Problem to work on - Revise the entries below by replacing every "Target" with "Label" and leaving everything else unchanged.

Dataset -
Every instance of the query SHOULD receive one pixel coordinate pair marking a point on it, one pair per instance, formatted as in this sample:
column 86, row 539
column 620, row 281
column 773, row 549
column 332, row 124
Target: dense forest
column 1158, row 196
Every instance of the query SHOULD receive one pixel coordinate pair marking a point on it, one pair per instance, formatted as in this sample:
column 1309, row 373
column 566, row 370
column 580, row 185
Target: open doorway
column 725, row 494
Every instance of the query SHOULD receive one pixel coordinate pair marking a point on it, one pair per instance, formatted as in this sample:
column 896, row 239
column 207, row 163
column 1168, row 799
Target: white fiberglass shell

Exercise output -
Every instance of the query SHOULD receive one pixel coordinate pair marking a point on it, one pair per instance, formatted as in this sample:
column 86, row 539
column 620, row 281
column 773, row 549
column 332, row 124
Label: dense forest
column 1158, row 196
Every instance of the query SHOULD receive one pixel coordinate pair marking a point on it, one pair per instance, formatted as in this sample:
column 1309, row 373
column 566, row 370
column 580, row 185
Label: open doorway
column 725, row 494
Every instance of the query SHOULD receive one pixel coordinate pair marking a point on it, one pair per instance, formatted as in this sample:
column 896, row 239
column 207, row 163
column 1168, row 799
Label: white fiberglass shell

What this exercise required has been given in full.